_TASKS AND EXERCISES:_
(1) According to the passage on local immigration enforcement, how many states have adopted omnibus anti-immigrant legislation since 2010?
(2) Carry on the passage on local immigration enforcement from the point where it stops.

_PASSAGE SHOWN:_
Other seemingly unlikely supporters of local change have been cops. Over 100 prominent police chiefs, along with the Police Foundation — a nonpartisan, nonprofit research organization — have come out against what have become known as 287(g) programs that deputize local officials to enforce immigration laws. The added responsibilities, these police chiefs have found, both stretch finite resources and are often counterproductive to their core public-safety mission. Scared of drawing attention, unauthorized workers, parents, and siblings are reluctant to report crimes or serve as witnesses, breaking down the trust fundamental to community-policing models that have proved effective in keeping city streets safe.
And the economic repercussions of punishing anti-immigration laws have quieted some of their would-be champions. Pronounced has been the fallout from omnibus anti-immigrant legislation — laws, adopted by 11 states since 2010, that require officers to check immigration status and criminalize basic activities by undocumented immigrants, including working, signing contracts, or moving about without identification.
In Arizona, for instance, the number of undocumented immigrants fell by an estimated third in the wake of passing SB 1070. Concurrent Bureau of Labor Statistics data show that agricultural employment, the rate of business creation, and housing prices all plummeted, both in absolute terms and more tellingly vis-à-vis neighboring states, which did not implement similar legislation. One study by economists at the Center for Business and Economic Research at the University of Alabama, led by Samuel Addy, estimates Alabama’s business losses in the billions of dollars. In nearly every state that adopted less-than-friendly migrant policies, businesses — particularly those in agriculture, construction, hospitality, and food preparation — have struggled to find workers.

(Source records)
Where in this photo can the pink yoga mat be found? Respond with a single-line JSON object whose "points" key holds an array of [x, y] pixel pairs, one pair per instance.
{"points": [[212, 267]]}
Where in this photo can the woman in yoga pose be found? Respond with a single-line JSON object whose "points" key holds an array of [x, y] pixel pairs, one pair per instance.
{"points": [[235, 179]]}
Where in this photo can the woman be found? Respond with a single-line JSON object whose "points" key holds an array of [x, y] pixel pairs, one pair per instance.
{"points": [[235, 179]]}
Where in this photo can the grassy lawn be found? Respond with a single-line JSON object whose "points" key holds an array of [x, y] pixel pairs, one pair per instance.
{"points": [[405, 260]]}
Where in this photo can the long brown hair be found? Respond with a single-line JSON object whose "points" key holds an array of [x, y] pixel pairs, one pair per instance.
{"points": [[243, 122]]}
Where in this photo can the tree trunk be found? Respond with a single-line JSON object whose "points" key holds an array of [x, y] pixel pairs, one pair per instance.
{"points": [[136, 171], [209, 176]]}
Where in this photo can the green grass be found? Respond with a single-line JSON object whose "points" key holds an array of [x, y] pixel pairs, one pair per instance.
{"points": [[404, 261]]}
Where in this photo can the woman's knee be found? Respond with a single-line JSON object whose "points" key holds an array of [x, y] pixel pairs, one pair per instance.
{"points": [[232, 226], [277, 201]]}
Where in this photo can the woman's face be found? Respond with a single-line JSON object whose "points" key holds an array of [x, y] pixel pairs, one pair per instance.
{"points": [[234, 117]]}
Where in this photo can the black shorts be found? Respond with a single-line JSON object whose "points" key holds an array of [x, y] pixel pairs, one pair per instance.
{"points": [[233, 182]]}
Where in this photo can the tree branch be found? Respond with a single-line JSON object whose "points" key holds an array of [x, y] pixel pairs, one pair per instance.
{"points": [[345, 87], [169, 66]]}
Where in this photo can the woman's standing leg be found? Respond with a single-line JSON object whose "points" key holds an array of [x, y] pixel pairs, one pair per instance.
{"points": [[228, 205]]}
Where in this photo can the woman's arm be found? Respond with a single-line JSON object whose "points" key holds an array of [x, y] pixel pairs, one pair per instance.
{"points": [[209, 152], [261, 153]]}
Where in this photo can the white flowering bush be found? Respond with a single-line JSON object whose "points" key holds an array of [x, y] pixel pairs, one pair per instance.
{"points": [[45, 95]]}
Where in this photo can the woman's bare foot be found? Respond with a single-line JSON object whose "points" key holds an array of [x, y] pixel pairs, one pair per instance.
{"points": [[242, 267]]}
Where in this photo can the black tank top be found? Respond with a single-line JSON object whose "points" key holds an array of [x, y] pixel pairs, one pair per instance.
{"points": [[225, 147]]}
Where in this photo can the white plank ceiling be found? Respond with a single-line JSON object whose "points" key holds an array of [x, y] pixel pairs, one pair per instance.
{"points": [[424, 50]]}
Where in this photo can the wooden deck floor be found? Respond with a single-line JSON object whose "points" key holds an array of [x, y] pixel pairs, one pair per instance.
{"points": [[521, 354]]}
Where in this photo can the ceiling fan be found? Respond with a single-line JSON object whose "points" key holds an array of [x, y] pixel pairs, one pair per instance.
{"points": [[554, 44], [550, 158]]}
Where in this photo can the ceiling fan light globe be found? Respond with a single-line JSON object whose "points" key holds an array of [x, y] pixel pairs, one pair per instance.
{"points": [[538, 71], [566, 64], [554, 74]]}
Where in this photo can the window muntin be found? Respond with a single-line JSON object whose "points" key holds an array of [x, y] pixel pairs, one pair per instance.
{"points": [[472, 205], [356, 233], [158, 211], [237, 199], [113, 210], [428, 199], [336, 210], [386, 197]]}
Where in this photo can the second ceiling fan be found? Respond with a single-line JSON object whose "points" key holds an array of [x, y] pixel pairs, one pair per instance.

_RESPONSES FOR EACH TASK:_
(1) 11 states.

(2)
These outcomes complement what other academic analyses repeatedly show — that immigrants create jobs, boost tax revenues, and make communities safer. One study using U.S. census data and American Community Survey data finds that for every 1,000 immigrants in a county, 46 manufacturing jobs are created or preserved. It also found that local housing wealth increased by nearly $100,000 for each new immigrant. This is in part because immigrants are much more likely to file a patent or start a business than native-born Americans.
Unfortunately, this local legislative dynamism can’t solve the United States’ national immigration problems. Migration, as the movement of people across borders, is inherently a federal issue. The lack of a coherent, comprehensive immigration policy is increasingly costly — as the recent request by President Barack Obama for $3.7 billion to stem the humanitarian crisis of tens of thousands of kids crossing the U.S. southern border attests. In fact, many of the 253 state-level immigration resolutions boil down to pleas for the federal government to act. What the local activism does reflect is a general shift in the legislative direction from one of exclusion to one of accommodation — a change the federal government should follow.